--- Rows ---

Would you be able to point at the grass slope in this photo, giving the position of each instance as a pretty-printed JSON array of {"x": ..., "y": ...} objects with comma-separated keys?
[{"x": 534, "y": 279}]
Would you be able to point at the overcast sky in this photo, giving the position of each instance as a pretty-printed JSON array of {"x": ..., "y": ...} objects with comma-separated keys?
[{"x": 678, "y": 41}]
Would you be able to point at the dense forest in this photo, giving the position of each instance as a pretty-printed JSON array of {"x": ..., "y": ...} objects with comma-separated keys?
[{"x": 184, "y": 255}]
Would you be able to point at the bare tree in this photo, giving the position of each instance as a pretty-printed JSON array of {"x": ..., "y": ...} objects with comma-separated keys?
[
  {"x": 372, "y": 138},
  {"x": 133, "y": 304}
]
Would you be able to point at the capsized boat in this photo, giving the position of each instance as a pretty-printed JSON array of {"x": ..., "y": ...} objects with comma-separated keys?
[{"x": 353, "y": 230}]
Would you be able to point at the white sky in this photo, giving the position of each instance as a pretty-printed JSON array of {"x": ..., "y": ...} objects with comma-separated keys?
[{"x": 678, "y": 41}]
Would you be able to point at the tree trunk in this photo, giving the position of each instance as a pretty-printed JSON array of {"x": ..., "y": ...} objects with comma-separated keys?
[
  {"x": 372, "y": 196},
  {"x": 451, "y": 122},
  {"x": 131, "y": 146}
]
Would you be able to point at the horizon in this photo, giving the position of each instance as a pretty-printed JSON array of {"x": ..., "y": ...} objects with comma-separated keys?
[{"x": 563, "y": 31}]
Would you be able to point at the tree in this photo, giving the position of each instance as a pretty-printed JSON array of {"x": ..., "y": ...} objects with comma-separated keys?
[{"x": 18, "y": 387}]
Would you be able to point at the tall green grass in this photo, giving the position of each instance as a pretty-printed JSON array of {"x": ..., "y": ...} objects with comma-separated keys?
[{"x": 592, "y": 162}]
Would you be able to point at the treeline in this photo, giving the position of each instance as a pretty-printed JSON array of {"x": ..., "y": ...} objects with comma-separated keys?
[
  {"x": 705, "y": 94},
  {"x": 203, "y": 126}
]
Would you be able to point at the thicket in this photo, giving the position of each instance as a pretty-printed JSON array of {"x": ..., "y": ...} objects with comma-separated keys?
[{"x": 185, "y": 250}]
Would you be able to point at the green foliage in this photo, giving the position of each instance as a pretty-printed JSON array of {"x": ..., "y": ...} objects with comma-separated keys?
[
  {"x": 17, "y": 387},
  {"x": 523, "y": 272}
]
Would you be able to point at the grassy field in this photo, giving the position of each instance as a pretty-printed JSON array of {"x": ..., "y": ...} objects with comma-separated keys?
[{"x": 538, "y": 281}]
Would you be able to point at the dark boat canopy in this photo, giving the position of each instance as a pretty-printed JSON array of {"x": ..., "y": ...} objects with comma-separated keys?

---

Work required:
Please put every line of the records above into a numbered list, leaving out any blank lines.

Solution for this problem:
1. Would you be able to point at the grass slope in this photo, giving the position of each instance as a pretty-printed JSON array of {"x": ..., "y": ...} objects with comma-separated keys?
2. [{"x": 534, "y": 279}]
3. Would you be able to point at the overcast sky in this photo, giving the position of each instance as a pretty-printed JSON array of {"x": ..., "y": ...} objects with comma-separated keys?
4. [{"x": 678, "y": 41}]
5. Would you be able to point at the dense forest in this photo, giving the position of each instance as a pretty-printed JSON array of {"x": ..., "y": ...} objects with comma-separated keys?
6. [{"x": 184, "y": 255}]
7. Would you be able to point at the bare tree in this photo, giving the position of each instance as a pretty-printed JSON array of {"x": ..., "y": ...} objects with comma-separated keys?
8. [
9.   {"x": 372, "y": 138},
10.   {"x": 133, "y": 304}
11. ]
12. Would you be able to point at the capsized boat in this photo, giving the position of each instance as a pretty-printed JSON array of {"x": ..., "y": ...} objects with comma-separated keys?
13. [{"x": 353, "y": 230}]
14. Would you be able to point at the white sky in this photo, giving the position of each instance as a pretty-printed JSON array of {"x": ..., "y": ...} objects with comma-separated keys?
15. [{"x": 678, "y": 41}]
16. Would you be able to point at the tree trunk in this photo, giving the position of each instance as a pretty-printed JSON array of {"x": ..., "y": ...} objects with comma-separated keys?
17. [
18.   {"x": 372, "y": 196},
19.   {"x": 451, "y": 122},
20.   {"x": 131, "y": 146}
21. ]
22. Would you be able to point at the horizon in this photo, giving the position of each instance as a pretty-printed JSON array of {"x": ..., "y": ...} objects with comma-separated keys?
23. [{"x": 563, "y": 31}]
24. Would you be able to point at the tree in this photo, giving the position of each instance as a pretty-printed JSON array of {"x": ..., "y": ...} objects with comma-separated keys?
25. [{"x": 18, "y": 387}]
26. Would you be able to point at the tall green grass in this photo, giving the position of each instance as a pretty-printed JSON array of {"x": ..., "y": ...} objects with comma-separated keys?
27. [{"x": 592, "y": 162}]
28. Would you be able to point at the treeline in this photo, giving the position of each instance as a pretty-printed JSON array of {"x": ..., "y": ...} objects with comma-separated keys?
29. [
30.   {"x": 705, "y": 94},
31.   {"x": 203, "y": 126}
32. ]
33. Would you be able to point at the thicket in this photo, giving the position of each instance as a pretty-printed JSON array of {"x": ..., "y": ...} objects with comma-separated keys?
34. [{"x": 185, "y": 250}]
35. Would you be able to point at the green foliage in this photo, giving the position of each instance as a pretty-printed JSON array of {"x": ..., "y": ...} objects with comma-separated keys?
36. [
37.   {"x": 17, "y": 387},
38.   {"x": 523, "y": 272}
39. ]
40. Would you be able to point at the grassy field in this photo, giving the position of each instance as a pretty-printed JSON array of {"x": ..., "y": ...} objects with comma-separated keys?
41. [{"x": 538, "y": 281}]
42. Would you be able to point at the dark boat canopy in this photo, giving the position of each instance as a pretty-printed JSON array of {"x": ..., "y": ...} objects with comma-separated keys?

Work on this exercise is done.